> [Provided data]:
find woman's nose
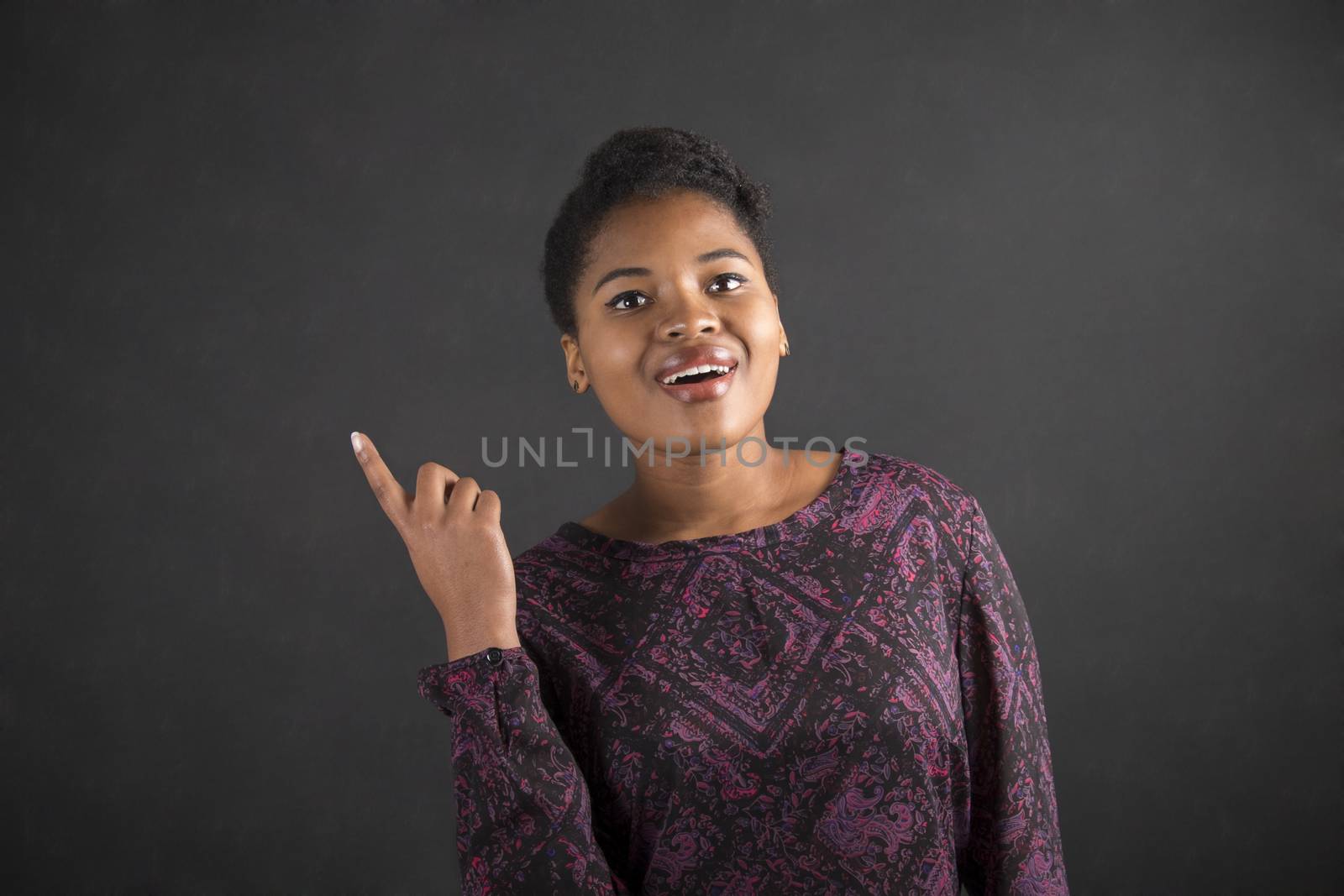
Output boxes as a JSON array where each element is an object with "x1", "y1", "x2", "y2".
[{"x1": 659, "y1": 287, "x2": 721, "y2": 336}]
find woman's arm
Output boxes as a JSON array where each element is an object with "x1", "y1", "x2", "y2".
[
  {"x1": 957, "y1": 495, "x2": 1068, "y2": 896},
  {"x1": 418, "y1": 623, "x2": 630, "y2": 896}
]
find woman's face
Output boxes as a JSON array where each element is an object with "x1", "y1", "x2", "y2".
[{"x1": 560, "y1": 190, "x2": 786, "y2": 462}]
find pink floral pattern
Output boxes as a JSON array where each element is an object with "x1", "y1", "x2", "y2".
[{"x1": 418, "y1": 453, "x2": 1068, "y2": 896}]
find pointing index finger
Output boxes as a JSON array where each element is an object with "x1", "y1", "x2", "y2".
[{"x1": 349, "y1": 430, "x2": 408, "y2": 527}]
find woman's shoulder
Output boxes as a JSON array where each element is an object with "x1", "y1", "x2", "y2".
[{"x1": 852, "y1": 451, "x2": 973, "y2": 516}]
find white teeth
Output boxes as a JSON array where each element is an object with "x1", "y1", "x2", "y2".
[{"x1": 663, "y1": 364, "x2": 732, "y2": 385}]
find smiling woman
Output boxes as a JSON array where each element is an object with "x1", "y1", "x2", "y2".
[{"x1": 408, "y1": 128, "x2": 1068, "y2": 896}]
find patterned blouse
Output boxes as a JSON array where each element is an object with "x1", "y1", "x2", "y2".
[{"x1": 418, "y1": 451, "x2": 1068, "y2": 896}]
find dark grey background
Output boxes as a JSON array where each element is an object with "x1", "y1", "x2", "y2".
[{"x1": 13, "y1": 2, "x2": 1344, "y2": 893}]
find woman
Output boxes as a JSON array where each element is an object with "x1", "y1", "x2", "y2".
[{"x1": 352, "y1": 128, "x2": 1067, "y2": 894}]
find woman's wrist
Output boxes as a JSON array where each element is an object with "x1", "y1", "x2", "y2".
[{"x1": 444, "y1": 625, "x2": 522, "y2": 663}]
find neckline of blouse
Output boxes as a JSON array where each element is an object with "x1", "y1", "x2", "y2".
[{"x1": 554, "y1": 450, "x2": 872, "y2": 560}]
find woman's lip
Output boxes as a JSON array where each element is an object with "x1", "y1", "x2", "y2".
[{"x1": 659, "y1": 363, "x2": 742, "y2": 405}]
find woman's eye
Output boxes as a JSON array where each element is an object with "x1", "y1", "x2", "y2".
[
  {"x1": 606, "y1": 274, "x2": 750, "y2": 311},
  {"x1": 714, "y1": 274, "x2": 748, "y2": 293},
  {"x1": 606, "y1": 293, "x2": 648, "y2": 309}
]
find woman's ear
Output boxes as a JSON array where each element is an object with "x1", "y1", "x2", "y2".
[{"x1": 560, "y1": 333, "x2": 586, "y2": 392}]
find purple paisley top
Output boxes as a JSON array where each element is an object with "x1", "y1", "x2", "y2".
[{"x1": 418, "y1": 451, "x2": 1068, "y2": 896}]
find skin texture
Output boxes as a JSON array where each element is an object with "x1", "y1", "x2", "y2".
[{"x1": 560, "y1": 190, "x2": 842, "y2": 542}]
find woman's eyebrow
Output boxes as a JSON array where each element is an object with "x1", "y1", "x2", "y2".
[{"x1": 593, "y1": 247, "x2": 751, "y2": 296}]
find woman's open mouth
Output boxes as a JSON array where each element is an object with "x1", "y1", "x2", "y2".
[{"x1": 659, "y1": 361, "x2": 738, "y2": 401}]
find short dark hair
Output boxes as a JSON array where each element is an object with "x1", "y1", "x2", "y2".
[{"x1": 540, "y1": 128, "x2": 777, "y2": 338}]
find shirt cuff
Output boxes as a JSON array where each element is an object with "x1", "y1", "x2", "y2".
[{"x1": 415, "y1": 646, "x2": 531, "y2": 716}]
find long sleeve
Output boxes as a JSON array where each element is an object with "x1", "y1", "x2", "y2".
[
  {"x1": 417, "y1": 631, "x2": 630, "y2": 896},
  {"x1": 957, "y1": 497, "x2": 1068, "y2": 896}
]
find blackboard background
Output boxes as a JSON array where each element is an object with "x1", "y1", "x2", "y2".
[{"x1": 13, "y1": 2, "x2": 1344, "y2": 893}]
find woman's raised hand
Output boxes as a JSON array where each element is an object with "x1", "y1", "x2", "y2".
[{"x1": 349, "y1": 432, "x2": 519, "y2": 661}]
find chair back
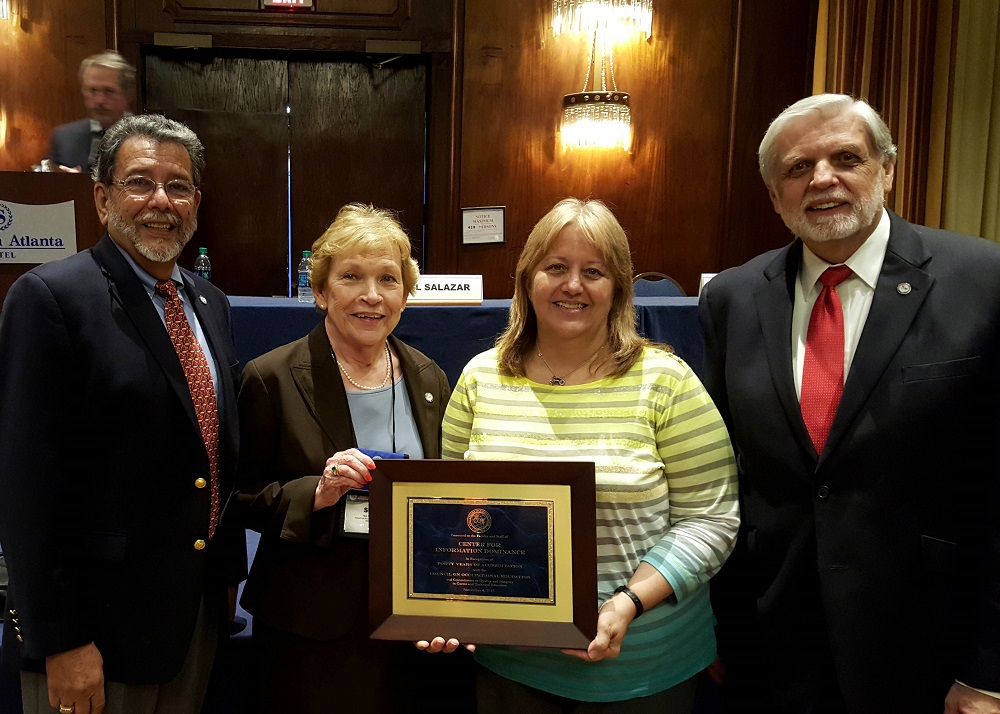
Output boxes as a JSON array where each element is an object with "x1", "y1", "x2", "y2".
[{"x1": 632, "y1": 271, "x2": 687, "y2": 297}]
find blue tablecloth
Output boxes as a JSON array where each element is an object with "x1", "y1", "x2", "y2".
[{"x1": 230, "y1": 297, "x2": 705, "y2": 385}]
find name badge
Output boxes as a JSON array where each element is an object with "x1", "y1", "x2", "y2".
[{"x1": 340, "y1": 489, "x2": 368, "y2": 538}]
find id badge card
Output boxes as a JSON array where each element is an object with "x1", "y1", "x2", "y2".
[{"x1": 340, "y1": 449, "x2": 407, "y2": 538}]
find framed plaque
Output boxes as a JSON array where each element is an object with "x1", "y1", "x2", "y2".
[{"x1": 368, "y1": 459, "x2": 597, "y2": 649}]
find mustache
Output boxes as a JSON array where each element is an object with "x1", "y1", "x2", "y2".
[
  {"x1": 135, "y1": 211, "x2": 181, "y2": 226},
  {"x1": 802, "y1": 191, "x2": 851, "y2": 209}
]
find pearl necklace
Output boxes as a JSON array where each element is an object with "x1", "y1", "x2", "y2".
[
  {"x1": 330, "y1": 342, "x2": 392, "y2": 392},
  {"x1": 538, "y1": 345, "x2": 604, "y2": 387}
]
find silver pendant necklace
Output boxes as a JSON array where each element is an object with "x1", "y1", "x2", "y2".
[
  {"x1": 330, "y1": 341, "x2": 392, "y2": 392},
  {"x1": 536, "y1": 345, "x2": 604, "y2": 387}
]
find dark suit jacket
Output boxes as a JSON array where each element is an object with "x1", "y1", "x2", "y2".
[
  {"x1": 232, "y1": 323, "x2": 475, "y2": 712},
  {"x1": 47, "y1": 119, "x2": 91, "y2": 171},
  {"x1": 237, "y1": 323, "x2": 451, "y2": 640},
  {"x1": 0, "y1": 235, "x2": 246, "y2": 683},
  {"x1": 700, "y1": 209, "x2": 1000, "y2": 713}
]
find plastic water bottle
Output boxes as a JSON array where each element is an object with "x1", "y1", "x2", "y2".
[
  {"x1": 299, "y1": 250, "x2": 316, "y2": 302},
  {"x1": 194, "y1": 248, "x2": 212, "y2": 281}
]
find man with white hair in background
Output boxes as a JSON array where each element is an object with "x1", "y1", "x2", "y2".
[{"x1": 46, "y1": 50, "x2": 135, "y2": 173}]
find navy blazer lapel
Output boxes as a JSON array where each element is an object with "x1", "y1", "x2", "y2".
[
  {"x1": 91, "y1": 233, "x2": 200, "y2": 433},
  {"x1": 824, "y1": 212, "x2": 934, "y2": 453},
  {"x1": 289, "y1": 321, "x2": 358, "y2": 451},
  {"x1": 389, "y1": 337, "x2": 441, "y2": 459},
  {"x1": 754, "y1": 241, "x2": 813, "y2": 450}
]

> [Exercise brief]:
Pick out every line of the data that contains the word "blouse" and copy each one.

> [Answer to the problem]:
find patterned blouse
find neckline of blouse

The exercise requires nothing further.